**Page**
^^^^^^^^^^^^^^^^

Saturday, October 18, 2014

The political sects of Jesus' day

29th Sunday in Ordinary Time
Matthew 22:15-21

The Pharisees sent their disciples to Jesus, with the Herodians, saying…

In the Sunday Gospel of the Novus Ordo, we hear the question of the lawfulness of the tax put to Jesus by the Pharisees together with the Herodians. Not unlike today, there is much politicking at work behind the scenes.

Understanding the politic sects among the Jews of Jesus’ day will be of the greatest advantage in grasping what is at stake in this simple question:  Is it lawful to give tribute to Caesar, or not?  We follow the statement of St. Jerome: “The prime virtue in one who gives an answer is to know that mind of him who asks the question.”

Status Quaestionis – The Debate in Jesus’ day

As Judaea was a province of the Roman empire, the people of that land were required to pay a tax to the Caesar of one didrachma or two denarii. Regarding whether or not it were lawful for Caesar to levy this tax, let us consider both sides.

^^^^^^^^^^^^^^^^

**Given instruction A**
From the post on the political sects of Jesus' day, reproduce the passage between "Saturday, October 18, 2014" and "behind the scenes.", inclusive.
**Given instruction B**
Put this sentence from the post on the political sects of Jesus' day into Spanish: "Not unlike today, there is much politicking at work behind the scenes."
The data after the post on the political sects of Jesus' day is separate material.

**Information provided**
^^^^^^^^^^^^^^^^

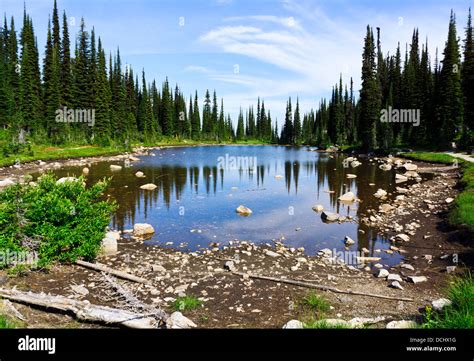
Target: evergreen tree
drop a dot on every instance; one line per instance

^^^^^^^^^^^^^^^^

**Full response A**
Saturday, October 18, 2014

The political sects of Jesus' day

29th Sunday in Ordinary Time
Matthew 22:15-21

The Pharisees sent their disciples to Jesus, with the Herodians, saying…

In the Sunday Gospel of the Novus Ordo, we hear the question of the lawfulness of the tax put to Jesus by the Pharisees together with the Herodians. Not unlike today, there is much politicking at work behind the scenes.

**Full response B**
No muy diferente de lo que ocurre hoy, hay mucha maniobra política en marcha entre bastidores.